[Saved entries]

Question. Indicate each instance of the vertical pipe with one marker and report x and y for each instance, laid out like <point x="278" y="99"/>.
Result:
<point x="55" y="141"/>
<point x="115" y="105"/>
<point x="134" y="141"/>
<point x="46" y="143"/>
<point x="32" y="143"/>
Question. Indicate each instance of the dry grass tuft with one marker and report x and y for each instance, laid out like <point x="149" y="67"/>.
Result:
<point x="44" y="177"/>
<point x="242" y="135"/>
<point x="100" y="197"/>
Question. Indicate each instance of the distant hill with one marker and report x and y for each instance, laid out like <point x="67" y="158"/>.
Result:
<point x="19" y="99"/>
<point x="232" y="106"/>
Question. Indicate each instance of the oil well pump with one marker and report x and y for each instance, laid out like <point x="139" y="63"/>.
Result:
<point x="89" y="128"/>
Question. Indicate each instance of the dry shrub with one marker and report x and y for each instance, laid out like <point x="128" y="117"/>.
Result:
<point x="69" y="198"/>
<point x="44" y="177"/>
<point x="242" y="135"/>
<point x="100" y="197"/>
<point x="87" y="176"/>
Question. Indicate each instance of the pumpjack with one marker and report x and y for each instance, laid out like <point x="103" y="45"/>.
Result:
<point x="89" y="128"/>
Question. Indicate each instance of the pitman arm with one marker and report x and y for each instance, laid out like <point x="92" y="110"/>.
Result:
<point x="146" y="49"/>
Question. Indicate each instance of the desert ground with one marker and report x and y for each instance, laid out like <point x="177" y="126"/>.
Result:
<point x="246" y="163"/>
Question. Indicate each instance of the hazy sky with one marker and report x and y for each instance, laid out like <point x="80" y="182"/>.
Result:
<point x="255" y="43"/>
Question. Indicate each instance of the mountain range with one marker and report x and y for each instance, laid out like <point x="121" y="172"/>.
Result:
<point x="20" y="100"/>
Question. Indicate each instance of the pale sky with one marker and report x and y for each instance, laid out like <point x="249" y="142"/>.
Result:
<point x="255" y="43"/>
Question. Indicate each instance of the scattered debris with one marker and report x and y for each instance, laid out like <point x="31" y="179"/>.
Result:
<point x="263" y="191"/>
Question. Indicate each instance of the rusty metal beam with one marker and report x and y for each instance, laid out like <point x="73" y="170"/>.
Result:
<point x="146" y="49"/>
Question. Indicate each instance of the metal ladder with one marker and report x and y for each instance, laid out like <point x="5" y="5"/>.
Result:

Exercise instructions: In full and without alteration, retype the entries above.

Exercise answer:
Question. Indicate each instance of the vertical pipe with one marker and report x and y for each instance, laid out like <point x="278" y="99"/>.
Result:
<point x="55" y="141"/>
<point x="115" y="105"/>
<point x="134" y="141"/>
<point x="46" y="143"/>
<point x="32" y="143"/>
Question. Indicate each instance of the dry grass tuft with one marker and report x and y for each instance, laid out like <point x="149" y="67"/>.
Result:
<point x="44" y="177"/>
<point x="242" y="135"/>
<point x="100" y="197"/>
Question. Indicate each instance of the distant hill with one marker and report x and y for each instance, laid out like <point x="67" y="158"/>.
Result:
<point x="19" y="99"/>
<point x="232" y="106"/>
Question. Indicate each instance of the oil well pump with one marker and report x and y for each instance, laid out like <point x="139" y="63"/>.
Result:
<point x="89" y="128"/>
Question. Indicate each instance of the dry shrub with one marker and report x and y for each instance, laid out like <point x="128" y="117"/>.
Result:
<point x="69" y="198"/>
<point x="44" y="177"/>
<point x="242" y="135"/>
<point x="100" y="197"/>
<point x="87" y="176"/>
Question. Indicate each instance of the pumpjack with one marker and report x and y for each instance, laid out like <point x="103" y="45"/>.
Result:
<point x="89" y="128"/>
Question. Indicate each instance of the pitman arm with one marker and report x and y for each instance, laid out like <point x="92" y="110"/>.
Result:
<point x="146" y="49"/>
Question. Indicate each instance of the desert ground with one marker and report x and y for each instance, laid out like <point x="177" y="126"/>.
Result:
<point x="246" y="163"/>
Question. Indicate each instance of the hazy sky with one marker and report x and y for each instance, laid out like <point x="80" y="182"/>.
Result:
<point x="255" y="43"/>
Question. Indicate each instance of the mountain range with one marker and report x and y for each instance, laid out like <point x="121" y="172"/>.
Result:
<point x="20" y="100"/>
Question. Indicate each instance of the pale sky with one marker and report x and y for each instance, laid out like <point x="249" y="142"/>.
Result:
<point x="255" y="43"/>
Question. Indicate each instance of the scattered debris with one marker and report x and y for each instance, laid out like <point x="31" y="179"/>.
Result:
<point x="263" y="191"/>
Question. Indicate each instance of the rusty metal beam with one marker and report x and y for each instance, laid out like <point x="73" y="170"/>.
Result:
<point x="146" y="49"/>
Question. Indicate each instance of the metal ladder with one marker and report x and y for each instance, laid out like <point x="5" y="5"/>.
Result:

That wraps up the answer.